**INSTRUCTIONS TO FOLLOW**: May I please have every record restated word for word, with the images left out?

**LISTED ENTRIES**:
═══
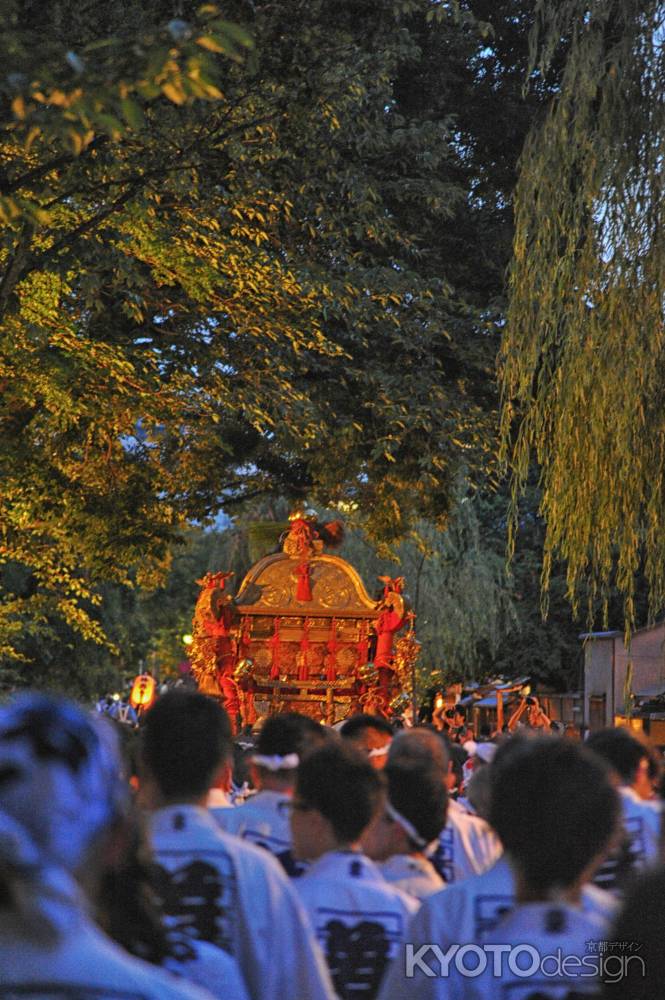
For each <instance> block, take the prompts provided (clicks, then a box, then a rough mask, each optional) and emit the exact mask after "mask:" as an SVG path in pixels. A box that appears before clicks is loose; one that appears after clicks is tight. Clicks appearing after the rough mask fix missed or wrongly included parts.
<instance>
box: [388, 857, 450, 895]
mask: <svg viewBox="0 0 665 1000" xmlns="http://www.w3.org/2000/svg"><path fill="white" fill-rule="evenodd" d="M379 871H380V872H381V874H382V875H383V877H384V879H385V880H386V882H390V884H391V885H393V886H395V888H396V889H401V890H402V892H406V893H408V894H409V896H413V897H414V899H418V900H422V899H425V897H426V896H431V895H432V893H433V892H439V891H440V890H441V889H443V886H444V882H443V879H442V878H441V876H440V875H439V874H438V873H437V872H436V871H435V870H434V866H433V865H432V864H431V862H429V861H428V860H427V858H423V857H417V856H414V855H411V854H393V856H392V857H391V858H388V860H387V861H383V862H382V863H381V864H380V865H379Z"/></svg>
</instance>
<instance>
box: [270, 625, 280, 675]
mask: <svg viewBox="0 0 665 1000" xmlns="http://www.w3.org/2000/svg"><path fill="white" fill-rule="evenodd" d="M281 620H282V619H281V618H275V631H274V633H273V636H272V638H271V639H268V645H269V646H270V647H271V648H272V666H271V667H270V680H272V681H276V680H278V679H279V668H280V666H281V662H280V660H281V656H280V653H281V646H280V640H279V626H280V623H281Z"/></svg>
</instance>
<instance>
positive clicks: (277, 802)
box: [211, 789, 307, 877]
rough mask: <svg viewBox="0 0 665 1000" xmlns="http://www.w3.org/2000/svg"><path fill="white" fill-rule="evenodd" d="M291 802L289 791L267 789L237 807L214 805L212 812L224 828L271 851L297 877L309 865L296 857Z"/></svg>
mask: <svg viewBox="0 0 665 1000" xmlns="http://www.w3.org/2000/svg"><path fill="white" fill-rule="evenodd" d="M290 805H291V796H290V795H287V794H286V793H285V792H274V791H270V790H269V789H265V790H264V791H260V792H257V793H256V795H252V797H251V798H249V799H247V801H246V802H243V804H242V805H239V806H236V808H235V809H211V813H212V815H213V816H214V818H215V820H216V821H217V822H218V823H219V825H220V826H221V827H222V829H223V830H226V832H227V833H234V834H236V836H238V837H242V839H243V840H249V841H250V843H252V844H256V845H257V847H263V848H265V849H266V850H267V851H270V853H271V854H273V855H274V856H275V857H276V858H277V860H278V861H279V862H280V864H281V865H282V867H283V868H284V871H285V872H286V873H287V875H291V876H292V877H295V876H298V875H302V873H303V872H304V871H305V870H306V868H307V866H306V865H305V864H303V863H301V862H298V861H296V860H295V859H294V857H293V851H292V849H291V825H290V821H289V809H290Z"/></svg>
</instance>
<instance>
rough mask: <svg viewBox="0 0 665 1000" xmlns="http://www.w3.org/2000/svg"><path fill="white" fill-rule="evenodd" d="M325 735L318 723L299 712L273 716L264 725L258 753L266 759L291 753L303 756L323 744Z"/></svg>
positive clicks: (288, 712) (264, 723) (283, 755)
mask: <svg viewBox="0 0 665 1000" xmlns="http://www.w3.org/2000/svg"><path fill="white" fill-rule="evenodd" d="M324 740H325V733H324V731H323V729H322V727H321V725H320V724H319V723H318V722H315V721H314V719H310V718H309V717H308V716H307V715H300V714H299V713H298V712H283V713H281V714H278V715H271V716H270V717H269V718H267V719H266V721H265V722H264V723H263V726H262V727H261V731H260V733H259V736H258V739H257V741H256V751H255V752H256V753H259V754H263V755H264V756H266V757H272V756H275V755H279V756H280V757H284V756H286V755H287V754H290V753H296V754H298V756H300V757H302V755H303V754H304V753H305V752H306V751H307V750H308V749H309V748H310V747H311V746H312V745H317V744H319V743H323V742H324Z"/></svg>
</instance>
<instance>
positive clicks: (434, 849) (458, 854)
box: [428, 799, 502, 885]
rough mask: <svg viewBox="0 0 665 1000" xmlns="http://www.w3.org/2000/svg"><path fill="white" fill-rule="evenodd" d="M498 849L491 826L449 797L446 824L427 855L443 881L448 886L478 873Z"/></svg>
mask: <svg viewBox="0 0 665 1000" xmlns="http://www.w3.org/2000/svg"><path fill="white" fill-rule="evenodd" d="M501 851H502V848H501V842H500V840H499V838H498V837H497V835H496V834H495V833H494V831H493V830H492V828H491V827H490V825H489V824H488V823H486V822H485V820H484V819H481V818H480V817H479V816H472V815H471V814H470V813H467V812H466V811H465V810H464V809H463V808H462V807H461V806H460V805H459V803H458V802H456V801H455V800H454V799H450V801H449V802H448V814H447V817H446V825H445V827H444V828H443V830H442V831H441V834H440V835H439V840H438V843H437V845H436V847H435V848H434V850H433V851H432V853H431V854H428V857H429V859H430V861H431V862H432V864H433V865H434V867H435V869H436V870H437V872H438V873H439V875H440V876H441V878H442V879H443V881H444V882H445V883H446V884H447V885H451V884H452V883H453V882H459V881H460V880H461V879H463V878H468V877H469V876H470V875H480V874H481V872H484V871H485V870H486V869H487V868H489V867H490V865H491V864H493V863H494V862H495V861H496V860H497V858H498V857H499V856H500V855H501Z"/></svg>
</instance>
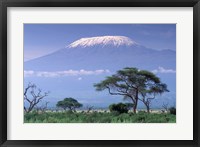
═══
**ANSWER FOR THIS EXERCISE**:
For each <instance> block, take the prompts provided (clicks, then a box, then a rough mask, each optional) and emit the exact mask after "mask:" as an SVG path in pixels. A box that appears before clicks is loose; one that appears after clicks is tight. Clicks appearing after the rough mask fix missed or wrongly included parts.
<instance>
box: [388, 857, 450, 895]
mask: <svg viewBox="0 0 665 1000" xmlns="http://www.w3.org/2000/svg"><path fill="white" fill-rule="evenodd" d="M379 871H380V872H381V874H382V875H383V877H384V879H385V880H386V882H390V884H391V885H393V886H395V888H396V889H401V890H402V892H406V893H408V894H409V896H413V897H414V899H418V900H422V899H425V897H426V896H431V895H432V893H433V892H439V891H440V890H441V889H443V886H444V882H443V879H442V878H441V876H440V875H439V874H438V873H437V872H436V871H435V870H434V866H433V865H432V864H431V862H429V861H428V860H427V858H423V857H417V856H414V855H411V854H393V856H392V857H391V858H388V860H387V861H383V862H382V863H381V864H380V865H379Z"/></svg>
</instance>
<instance>
box: [270, 625, 280, 675]
mask: <svg viewBox="0 0 665 1000" xmlns="http://www.w3.org/2000/svg"><path fill="white" fill-rule="evenodd" d="M281 620H282V619H281V618H275V631H274V633H273V636H272V638H271V639H268V645H269V646H270V647H271V648H272V666H271V667H270V680H272V681H276V680H278V679H279V668H280V666H281V662H280V660H281V656H280V653H281V646H280V640H279V626H280V623H281Z"/></svg>
</instance>
<instance>
positive clicks: (277, 802)
box: [211, 789, 307, 877]
rough mask: <svg viewBox="0 0 665 1000" xmlns="http://www.w3.org/2000/svg"><path fill="white" fill-rule="evenodd" d="M291 802L289 791L267 789L237 807L214 805L212 812L224 828L271 851L297 877L309 865L296 857Z"/></svg>
mask: <svg viewBox="0 0 665 1000" xmlns="http://www.w3.org/2000/svg"><path fill="white" fill-rule="evenodd" d="M290 805H291V796H290V795H287V794H286V793H285V792H274V791H270V790H269V789H265V790H264V791H260V792H257V793H256V795H252V797H251V798H249V799H247V801H246V802H243V804H242V805H239V806H236V808H235V809H211V813H212V815H213V816H214V818H215V820H216V821H217V822H218V823H219V825H220V826H221V827H222V829H223V830H226V832H227V833H234V834H236V836H238V837H242V839H243V840H249V841H250V843H252V844H256V845H257V847H263V848H265V849H266V850H267V851H270V853H271V854H273V855H274V856H275V857H276V858H277V860H278V861H279V862H280V864H281V865H282V867H283V868H284V871H285V872H286V873H287V875H291V876H292V877H295V876H298V875H302V873H303V872H304V871H305V870H306V868H307V866H306V865H305V864H303V863H301V862H298V861H296V860H295V859H294V857H293V851H292V849H291V825H290V821H289V809H290Z"/></svg>
</instance>
<instance>
rough mask: <svg viewBox="0 0 665 1000" xmlns="http://www.w3.org/2000/svg"><path fill="white" fill-rule="evenodd" d="M325 735L318 723L299 712L273 716L264 725L258 753L266 759L291 753L303 756L323 744Z"/></svg>
positive clicks: (288, 712) (264, 723) (283, 755)
mask: <svg viewBox="0 0 665 1000" xmlns="http://www.w3.org/2000/svg"><path fill="white" fill-rule="evenodd" d="M324 740H325V733H324V731H323V729H322V727H321V725H320V724H319V723H318V722H315V721H314V719H310V718H309V717H308V716H307V715H300V714H299V713H298V712H283V713H281V714H278V715H271V716H270V717H269V718H267V719H266V721H265V722H264V723H263V726H262V727H261V731H260V733H259V736H258V739H257V741H256V751H255V752H256V753H259V754H263V755H264V756H266V757H272V756H275V755H279V756H280V757H284V756H286V755H287V754H290V753H296V754H298V756H300V757H302V755H303V754H304V753H305V752H306V751H307V750H308V749H309V748H310V747H311V746H312V745H317V744H319V743H323V742H324Z"/></svg>
</instance>
<instance>
positive clicks: (434, 849) (458, 854)
box: [428, 799, 502, 885]
rough mask: <svg viewBox="0 0 665 1000" xmlns="http://www.w3.org/2000/svg"><path fill="white" fill-rule="evenodd" d="M498 849L491 826L449 797L446 824L427 855L443 881L448 886L478 873Z"/></svg>
mask: <svg viewBox="0 0 665 1000" xmlns="http://www.w3.org/2000/svg"><path fill="white" fill-rule="evenodd" d="M501 851H502V848H501V842H500V840H499V838H498V837H497V835H496V834H495V833H494V831H493V830H492V828H491V827H490V825H489V824H488V823H486V822H485V820H484V819H481V818H480V817H479V816H472V815H471V814H470V813H467V812H466V811H465V810H464V809H463V808H462V807H461V806H460V805H459V803H458V802H456V801H455V800H454V799H450V801H449V802H448V814H447V817H446V825H445V827H444V828H443V830H442V831H441V834H440V835H439V840H438V843H437V845H436V847H435V848H434V850H433V851H432V853H431V854H428V857H429V859H430V861H431V862H432V864H433V865H434V867H435V869H436V870H437V872H438V873H439V875H440V876H441V878H442V879H443V881H444V882H445V883H446V884H447V885H451V884H452V883H453V882H459V881H460V880H461V879H463V878H468V877H469V876H470V875H480V874H481V872H484V871H485V870H486V869H487V868H489V867H490V865H491V864H493V863H494V862H495V861H496V860H497V858H498V857H499V856H500V855H501Z"/></svg>
</instance>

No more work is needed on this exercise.